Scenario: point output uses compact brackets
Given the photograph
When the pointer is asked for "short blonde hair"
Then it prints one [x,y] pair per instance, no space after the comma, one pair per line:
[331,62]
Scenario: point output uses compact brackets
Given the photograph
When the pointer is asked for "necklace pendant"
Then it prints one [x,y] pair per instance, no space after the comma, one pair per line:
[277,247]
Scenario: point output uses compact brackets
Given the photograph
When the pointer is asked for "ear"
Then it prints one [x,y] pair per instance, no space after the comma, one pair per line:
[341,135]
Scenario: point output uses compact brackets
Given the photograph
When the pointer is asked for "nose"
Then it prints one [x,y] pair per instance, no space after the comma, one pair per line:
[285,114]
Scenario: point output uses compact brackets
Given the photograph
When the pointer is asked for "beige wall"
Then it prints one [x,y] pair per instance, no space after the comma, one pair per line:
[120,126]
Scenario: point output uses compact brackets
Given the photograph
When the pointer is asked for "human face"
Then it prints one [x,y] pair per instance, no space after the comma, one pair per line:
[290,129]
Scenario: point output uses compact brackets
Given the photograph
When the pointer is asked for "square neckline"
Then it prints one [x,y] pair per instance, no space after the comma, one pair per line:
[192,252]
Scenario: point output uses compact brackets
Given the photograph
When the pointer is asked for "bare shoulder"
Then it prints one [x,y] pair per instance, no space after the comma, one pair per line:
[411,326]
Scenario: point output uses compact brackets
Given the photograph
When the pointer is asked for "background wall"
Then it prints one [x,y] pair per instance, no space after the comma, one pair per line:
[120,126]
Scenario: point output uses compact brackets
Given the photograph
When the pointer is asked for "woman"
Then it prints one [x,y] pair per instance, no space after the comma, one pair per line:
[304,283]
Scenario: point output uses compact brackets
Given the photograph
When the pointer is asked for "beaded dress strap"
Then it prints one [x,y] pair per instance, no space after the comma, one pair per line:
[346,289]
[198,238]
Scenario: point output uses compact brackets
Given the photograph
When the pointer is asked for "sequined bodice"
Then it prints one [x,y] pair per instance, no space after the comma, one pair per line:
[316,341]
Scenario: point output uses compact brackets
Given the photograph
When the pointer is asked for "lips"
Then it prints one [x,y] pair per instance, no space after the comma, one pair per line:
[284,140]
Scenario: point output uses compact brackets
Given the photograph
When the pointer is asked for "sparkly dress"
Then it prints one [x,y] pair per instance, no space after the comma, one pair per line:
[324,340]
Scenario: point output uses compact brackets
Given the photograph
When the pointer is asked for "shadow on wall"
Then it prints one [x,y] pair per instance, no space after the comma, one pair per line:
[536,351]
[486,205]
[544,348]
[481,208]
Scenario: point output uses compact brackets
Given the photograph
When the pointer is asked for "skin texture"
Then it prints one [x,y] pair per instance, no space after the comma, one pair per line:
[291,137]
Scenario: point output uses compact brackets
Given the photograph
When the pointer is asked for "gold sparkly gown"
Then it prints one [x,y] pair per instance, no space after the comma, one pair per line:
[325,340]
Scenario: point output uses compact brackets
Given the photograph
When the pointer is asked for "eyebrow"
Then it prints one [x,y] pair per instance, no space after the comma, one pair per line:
┄┄┄┄┄┄┄┄┄┄
Restate the listing in full, word for word.

Scenario: point output uses compact brackets
Given the photograph
When the pointer is asked for "short blonde hair"
Then it prints one [x,y] pair per instance, no space after the comma, one pair per line:
[331,62]
Scenario: point output uses compact brackets
Given the photograph
When the pointer is asked for "necklace pendant"
Then it prints one [x,y] pair per instance, no space after the comma, one pair per line:
[277,247]
Scenario: point output uses compact brackets
Given the photograph
When the pointer is asked for "ear"
Then it prints one [x,y] pair per instance, no space after the comma, one pair per line:
[341,135]
Scenario: point output uses compact brackets
Given the photograph
When the pointer is asked for "nose"
Then it prints one [x,y] pair per instance, no space after the comma, one pair per line:
[285,114]
Scenario: point output uses compact brackets
Given the photograph
When the pointer is asked for "beige wall"
Then it prints one [x,y] pair per instance, no space after the comma, one pair per line:
[120,126]
Scenario: point output uses compact brackets
Given the photograph
When the pointer is asked for "human face"
Then it prints one [x,y] pair per instance, no space after the comma, one pair per line:
[290,129]
Scenario: point output uses compact brackets
Given the photograph
When the pointer is asked for "square neckline"
Then it prints one [x,y] pair per instance, no space after the comma, one pair per line:
[192,252]
Scenario: point output uses compact brackets
Given the photograph
When the pointer is asked for "bare shoulder"
Then it prints one [x,y] pair per instance, no space after the comma, one pair per line:
[411,326]
Scenario: point output uses compact brackets
Given the photograph
When the pointer is asked for "background wall"
Then it prints one [x,y] pair per instance, no space after the comma, one pair per line:
[120,126]
Scenario: point output uses compact brackets
Given the photograph
When the pointer is asked for "woman"
Then it prints one [x,y] pair per instance, no space after the comma, one pair per line:
[304,283]
Scenario: point output uses compact brackets
Given the photograph
When the pointer is asked for "beaded dress strap"
Then it prints one [x,y] pair per instance, no space after the comma, one pair per line:
[346,289]
[198,238]
Scenario: point output uses compact brackets
Given the photograph
When the pointer is asked for "sequined bodice"
Then it prints one [x,y] pair per instance, no space after the comma, one pair per line:
[316,341]
Scenario: point output uses compact brackets
Given the photograph
When the pointer is asked for "lips"
Then it prints one [x,y] pair per instance, no space after the comma, one pair per line:
[284,140]
Scenario: point output uses compact brackets
Given the photograph
When the pointer is asked for "sparkly dress"
Then it prints one [x,y] pair per instance, no space after the comma, one pair per line:
[324,340]
Scenario: point output uses compact brackets
Given the photograph
When the pointer is asked for "shadow on wall"
Then it prints one [x,y] pair per instance, no space after the comma, one pair per line:
[536,351]
[486,205]
[544,348]
[481,208]
Scenario: point output uses compact brackets
Given the photograph
When the pointer is asked for "skin texture"
Then it prints one [x,y] pair per instance, no space after the comma, one pair per line:
[291,137]
Scenario: point output uses compact brackets
Given the photograph
When the pointer is asked for "gold sparkly gown"
Then it prints one [x,y] pair per instance, no space after the comma, one pair per line:
[325,340]
Scenario: point output uses compact brackets
Given the photograph
When the pointer is asked for "eyebrow"
Then it prints one [x,y] pair per instance, no space after the comma, one pair per line:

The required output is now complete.